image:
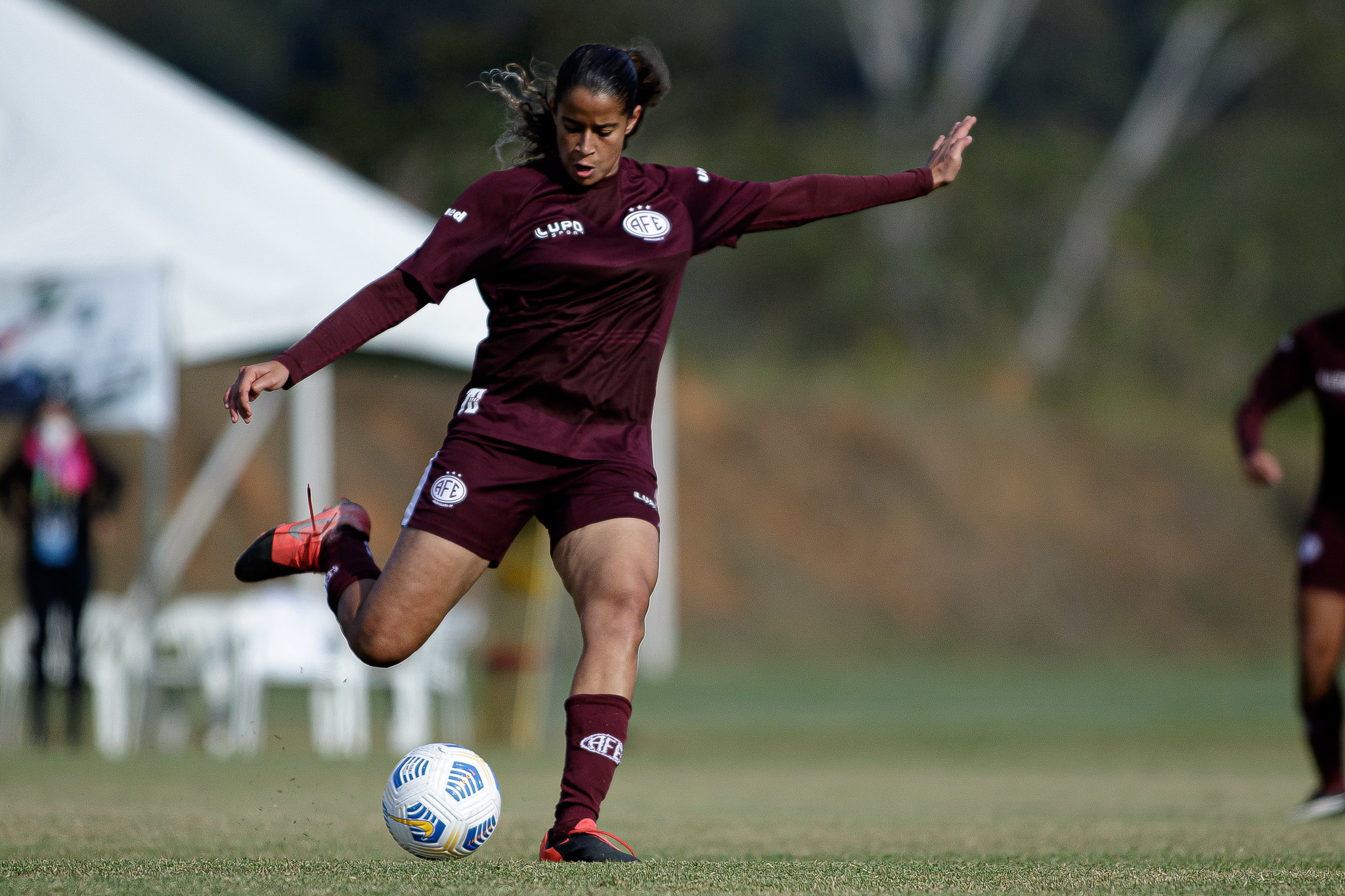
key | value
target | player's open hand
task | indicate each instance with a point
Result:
(252, 382)
(1262, 468)
(946, 156)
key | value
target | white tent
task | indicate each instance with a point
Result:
(110, 160)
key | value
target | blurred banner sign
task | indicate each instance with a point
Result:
(99, 337)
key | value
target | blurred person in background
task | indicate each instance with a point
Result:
(51, 488)
(579, 253)
(1313, 358)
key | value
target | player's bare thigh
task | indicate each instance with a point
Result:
(423, 581)
(1321, 631)
(609, 568)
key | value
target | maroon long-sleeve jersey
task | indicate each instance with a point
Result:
(581, 285)
(1312, 358)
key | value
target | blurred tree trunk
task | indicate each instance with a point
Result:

## THE EXERCISE
Format each line of the listing above as a numbered list, skipping blank lines and omitting the pictures.

## REPLY
1. image:
2. key | value
3. target | player's open hand
4. task | indicate each instance with a point
5. Result:
6. (252, 382)
7. (1262, 468)
8. (946, 156)
9. key | value
10. target | white tent
11. task | indicate each instance with a point
12. Result:
13. (110, 160)
14. key | value
15. target | blurred banner sign
16. task | indicate each instance with a point
17. Result:
18. (99, 337)
19. key | value
20. target | blurred person in background
21. task | indicate each instance with a point
22. Result:
23. (51, 488)
24. (579, 253)
25. (1313, 358)
26. key | value
27. target | player's bare thigh
28. task | indicate each instance with a point
29. Result:
30. (423, 581)
31. (1321, 631)
32. (609, 568)
33. key | value
34. target | maroon long-sleeve jersey
35. task | indicate each instance with a point
36. Result:
37. (581, 285)
38. (1312, 358)
39. key | value
40. target | blurred tree trunk
41. task | indicate each instance with a point
42. Result:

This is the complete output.